Start RAW DATA

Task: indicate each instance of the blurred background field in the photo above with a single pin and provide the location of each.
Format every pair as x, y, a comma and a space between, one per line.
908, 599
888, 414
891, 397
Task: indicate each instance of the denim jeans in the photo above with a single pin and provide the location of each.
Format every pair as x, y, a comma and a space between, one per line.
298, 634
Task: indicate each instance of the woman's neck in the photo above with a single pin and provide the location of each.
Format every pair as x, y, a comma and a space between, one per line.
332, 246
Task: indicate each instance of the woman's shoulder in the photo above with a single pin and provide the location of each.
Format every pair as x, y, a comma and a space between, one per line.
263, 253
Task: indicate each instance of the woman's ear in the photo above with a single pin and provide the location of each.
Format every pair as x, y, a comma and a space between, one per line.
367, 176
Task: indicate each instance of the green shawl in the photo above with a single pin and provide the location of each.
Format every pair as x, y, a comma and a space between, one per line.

End RAW DATA
Start RAW DATA

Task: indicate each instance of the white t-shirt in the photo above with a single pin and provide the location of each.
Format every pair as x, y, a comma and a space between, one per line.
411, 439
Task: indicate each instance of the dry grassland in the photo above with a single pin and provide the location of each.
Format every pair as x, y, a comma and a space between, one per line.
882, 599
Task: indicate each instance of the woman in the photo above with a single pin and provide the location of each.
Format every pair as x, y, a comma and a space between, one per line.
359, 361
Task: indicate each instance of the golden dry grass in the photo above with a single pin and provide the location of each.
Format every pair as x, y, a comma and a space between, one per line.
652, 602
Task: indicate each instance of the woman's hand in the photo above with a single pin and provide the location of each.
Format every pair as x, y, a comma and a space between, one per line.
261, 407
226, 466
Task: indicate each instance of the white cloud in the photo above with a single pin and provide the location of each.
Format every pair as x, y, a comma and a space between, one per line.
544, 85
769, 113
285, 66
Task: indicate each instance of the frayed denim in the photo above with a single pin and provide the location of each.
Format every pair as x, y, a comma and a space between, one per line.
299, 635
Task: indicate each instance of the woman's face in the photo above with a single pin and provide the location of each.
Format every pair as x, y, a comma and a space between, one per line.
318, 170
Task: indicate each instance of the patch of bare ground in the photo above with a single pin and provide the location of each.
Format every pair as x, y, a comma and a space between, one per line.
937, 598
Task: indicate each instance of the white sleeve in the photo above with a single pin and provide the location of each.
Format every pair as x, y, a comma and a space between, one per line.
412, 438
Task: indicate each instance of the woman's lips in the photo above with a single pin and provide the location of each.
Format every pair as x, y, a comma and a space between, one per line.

End RAW DATA

§ **WORK REQUIRED**
List each line from the entries above that contains the string "denim", reproducing every such line in full.

§ **COMPLETED EXERCISE**
Task: indicate each instance of the denim jeans in the photo above with a single pin and provide the location of each.
Task: indicate each instance of the frayed denim in the photo above with a single pin and provide the location of each.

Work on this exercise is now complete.